Afterward, he applauded us for staying through it all. He called us veterans and explained how he made the film literally in 2 weeks while still doing his daily radio show. He also mentioned that he's going to cut it down even more.

The good part of the evening actually came before the movie, when he played an early cut of a new documentary that he's making called The Order of Death or something like that. It's very much a sequel to Dark Secrets, covering the wake of his footage and the growing media attention that the Grove's received in the past five years. He also includes much better footage that a Grove employee shot and sent him, showing much more of the grounds, shrines, and general occult oddities present there. He even mentions Harry Shearer's mock-job movie The Teddy Bear's Picnic, which I thought Jones would have enjoyed but was surprised to hear him attach Shearer, calling him an apologist and his movie a triviality. I guess he's upset because the thrust of his worry behind the grove isn't that all these rich and powerful men are getting together to get drunk and pee on redwoods but to worship un-Christian gods and decide the world's fate, which admittedly Shearer's film does not touch at all.

- Given information -
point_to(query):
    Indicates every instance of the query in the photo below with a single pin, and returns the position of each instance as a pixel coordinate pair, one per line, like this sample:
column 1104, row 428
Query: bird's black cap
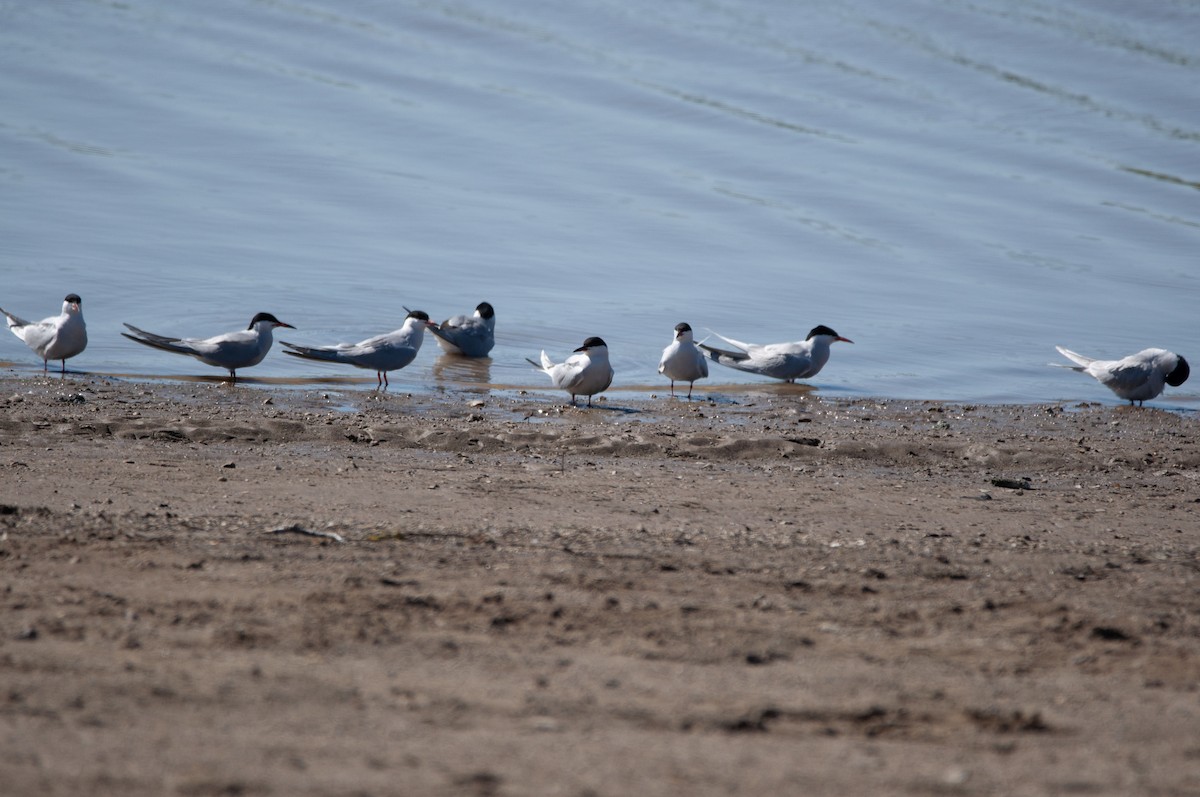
column 592, row 342
column 259, row 317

- Problem A -
According to the screening write-up, how long did the filmmaker take to make the film?
- Problem B -
Extract everything in the screening write-up from "Afterward, he applauded" down to "down even more.".
- Problem C -
Continue the screening write-up past its final sentence.

- Exercise answer A -
Two weeks, while still doing his daily radio show.

- Exercise answer B -
Afterward, he applauded us for staying through it all. He called us veterans and explained how he made the film literally in 2 weeks while still doing his daily radio show. He also mentioned that he's going to cut it down even more.

- Exercise answer C -
The doc was only 40 minutes long and Jones said he's going to expand it with more history on human sacrifice and how almost every major culture has history in it.

Personally, I was interested in the information he presented but find Jones' message (he runs www.infowars.com) to be a bit too paranoid. Maybe I'm just one of the sheep but he seems really really upset that rich people would act this weird. I'm pretty sure I would act that weird if i had a billion dollars... I just can't afford to right now.